• QUOTED TEXT
Good morning, everyone. Maybe on potash, I know you've talked a bit about the lag on pricing. But if I look at sort of normalized volumes and obviously the potash price had a huge move in Q3, it sort of implies your Q4 revenue could almost double. Is that sort of in line with your expectations?

B
Brian Francis Dalton
Co

Yes. The past pattern holds. I mean, really, our realized price looks a lot like the prior quarter's market pricing. So the move in Q3, we'd expect that in Q4, maybe stretching in the Q1 next year a little bit. And then I'll just go on to say that -- what we heard from the operators on their call was that they'd expect to realize current market pricing, mostly in Q1. So again, same sort of pattern, current pricing -- about a 1 quarter lag, I think if you look at it that way. Over time, that's what's been playing out well for us. So yes, it should be a really barn-burner-type condition in potash.

C
Carey MacRury
Analyst of Metals and Mining

Right. And then maybe on iron ore, obviously, a lot of volatility going on in the iron ore sector in the last month or a couple of months. Just sort of your thoughts on where you see iron ore, right now?

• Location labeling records
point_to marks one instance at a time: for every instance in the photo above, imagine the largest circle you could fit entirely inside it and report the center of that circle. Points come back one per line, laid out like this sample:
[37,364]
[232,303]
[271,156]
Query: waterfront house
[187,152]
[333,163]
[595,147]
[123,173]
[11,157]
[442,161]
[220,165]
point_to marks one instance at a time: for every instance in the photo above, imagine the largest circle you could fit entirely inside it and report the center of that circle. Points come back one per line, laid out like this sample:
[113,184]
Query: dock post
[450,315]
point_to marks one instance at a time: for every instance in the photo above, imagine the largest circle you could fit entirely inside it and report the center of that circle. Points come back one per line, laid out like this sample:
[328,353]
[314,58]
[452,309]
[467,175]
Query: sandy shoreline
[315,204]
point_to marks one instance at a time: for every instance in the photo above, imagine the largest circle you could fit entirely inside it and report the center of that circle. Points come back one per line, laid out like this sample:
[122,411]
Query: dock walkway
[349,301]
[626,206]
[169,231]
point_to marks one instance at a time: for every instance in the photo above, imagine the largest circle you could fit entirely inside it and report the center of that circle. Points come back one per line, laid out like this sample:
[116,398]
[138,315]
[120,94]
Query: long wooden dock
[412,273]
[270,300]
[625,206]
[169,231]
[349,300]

• WRITTEN REQUEST
List each quarter that the transcript above refers to by a Q-number, naming each one once.

• SOLUTION FOR THIS TASK
Q3, Q4, Q1